§ EXERCISE INSTRUCTIONS
(1) Decide whether each statement agrees with the credit union marketing article below, answering yes or no and quoting the article's deciding words. (a) The author thought the advice to "tell a better story" lacked practicality. (b) For most credit unions, the "story" includes promoting great rates. (c) Consumers see the financial brand as the hero.
(2) Proceed with the credit union marketing article below, picking up right after its final sentence.

§ PROVIDED PASSAGE

-=-=-

Make your members the heroes of your credit union’s marketing and not the other way around.
For years, I’ve heard speakers at industry conferences tell credit union leaders that they have to “tell a better story.” I’d sit there thinking, “What does that even mean?”
I became really frustrated because even though I agreed with the recommendation, it felt toothless. There was no substance behind it, no practicality.
How do you tell a better story?
The Narcissistic Marketing Model
The heart of the matter is, from a marketing communication standpoint, financial brand stories have not changed over the years. For the majority of credit unions, the “story” can be distilled into three things:
- Promoting great rates
- Announcing amazing service
- Communicating commoditized laundry lists of look-alike product features
This is not only a bad story—it’s no story at all! It’s just a collection of facts. There’s more to financial brands than that, right? Of course there is. The problem is that when brands find their stories and begin to articulate them, they cast themselves as the hero.
This is what I call the narcissistic marketing model. Because they are the ones who solve the problem and save the day, financial brands are the heroes. Consumers don’t see it that way, though. In every story, there’s room for only one hero. And the hero isn’t the brand.

-=-=-

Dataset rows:
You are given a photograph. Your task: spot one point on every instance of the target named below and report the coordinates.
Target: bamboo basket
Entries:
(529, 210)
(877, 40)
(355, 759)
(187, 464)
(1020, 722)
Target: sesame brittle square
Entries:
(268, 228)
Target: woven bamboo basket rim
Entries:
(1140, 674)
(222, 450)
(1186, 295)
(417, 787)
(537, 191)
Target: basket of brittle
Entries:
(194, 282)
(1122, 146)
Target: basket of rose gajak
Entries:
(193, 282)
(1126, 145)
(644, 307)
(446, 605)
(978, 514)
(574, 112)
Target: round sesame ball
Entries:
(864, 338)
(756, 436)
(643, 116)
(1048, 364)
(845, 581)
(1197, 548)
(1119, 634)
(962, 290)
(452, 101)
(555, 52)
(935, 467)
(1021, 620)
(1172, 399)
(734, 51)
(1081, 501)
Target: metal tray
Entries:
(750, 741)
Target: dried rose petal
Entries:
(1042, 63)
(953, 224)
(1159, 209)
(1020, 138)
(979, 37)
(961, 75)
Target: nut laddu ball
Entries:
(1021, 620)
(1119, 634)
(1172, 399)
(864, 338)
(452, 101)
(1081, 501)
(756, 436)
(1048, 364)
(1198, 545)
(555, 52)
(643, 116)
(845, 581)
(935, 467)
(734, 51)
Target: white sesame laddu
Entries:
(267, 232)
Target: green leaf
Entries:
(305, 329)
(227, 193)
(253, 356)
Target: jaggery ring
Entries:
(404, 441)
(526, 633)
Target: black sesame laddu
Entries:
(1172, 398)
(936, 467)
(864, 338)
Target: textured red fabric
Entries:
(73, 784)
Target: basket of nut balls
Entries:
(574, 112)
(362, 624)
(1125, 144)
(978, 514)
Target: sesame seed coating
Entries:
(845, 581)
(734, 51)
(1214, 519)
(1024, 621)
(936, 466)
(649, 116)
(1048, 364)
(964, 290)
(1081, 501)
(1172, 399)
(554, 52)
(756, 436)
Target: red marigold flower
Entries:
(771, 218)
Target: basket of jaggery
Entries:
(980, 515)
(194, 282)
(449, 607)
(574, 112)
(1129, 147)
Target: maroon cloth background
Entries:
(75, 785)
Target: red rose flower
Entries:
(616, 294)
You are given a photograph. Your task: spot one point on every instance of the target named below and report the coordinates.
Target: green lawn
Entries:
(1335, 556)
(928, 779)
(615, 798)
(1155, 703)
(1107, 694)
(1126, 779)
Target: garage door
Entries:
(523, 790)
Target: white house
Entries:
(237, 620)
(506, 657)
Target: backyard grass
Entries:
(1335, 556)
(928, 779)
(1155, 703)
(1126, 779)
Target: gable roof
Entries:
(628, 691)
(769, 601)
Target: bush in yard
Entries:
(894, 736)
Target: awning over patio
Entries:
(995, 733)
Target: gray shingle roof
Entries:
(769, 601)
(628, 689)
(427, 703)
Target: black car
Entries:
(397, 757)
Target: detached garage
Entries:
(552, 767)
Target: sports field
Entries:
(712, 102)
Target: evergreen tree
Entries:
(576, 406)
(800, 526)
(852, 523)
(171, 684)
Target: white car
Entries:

-=-=-

§ RESULTS FOR EACH TASK
(1)
(a) Yes: "There was no substance behind it, no practicality."
(b) Yes: "Promoting great rates"
(c) No: "Consumers don’t see it that way, though."

(2)
In the eyes of the consumer, they are the hero in this story.
Think back on your own life and the different stages or scenes within your own story. We all walk around believing we’re the hero in the narratives we tell ourselves, which is fair—we are the heroes of our own story.
People aren’t looking for a hero to come save them, and this is especially true when it comes to financial services. They’re looking for something greater, something deeper: they’re looking for a helpful guide that allows them to be the hero of their own story.
It’s time to step outside of yourself and let go of your ego.
We can learn so much, and ultimately transform our marketing and sales communication strategies, by looking back over thousands of years of literary history, all the way to the earliest recorded narratives.
Why is it so important to understand these narrative structures?
When it comes down to it, humans respond to stories, not just intellectually but also emotionally. Stories have bonded us together as human beings through the course of our existence as a species. Stories are key to our survival.
The best stories worth telling and remembering have a point of conflict, and these are the perfect moments to try to get someone to focus in. It’s during these points of conflict that our brains produce cortisol, increasing focus. Conflict captures attention.
On the flip side of cortisol is oxytocin, the “feel-good chemical” that promotes connection and empathy. This chemical is released in our brains when we see people’s faces and their emotional reactions within a story. This is even more true when we see faces of people who look like us. This is why telling a story visually, through images and video, can create such a powerful empathetic connection through emotional experiences.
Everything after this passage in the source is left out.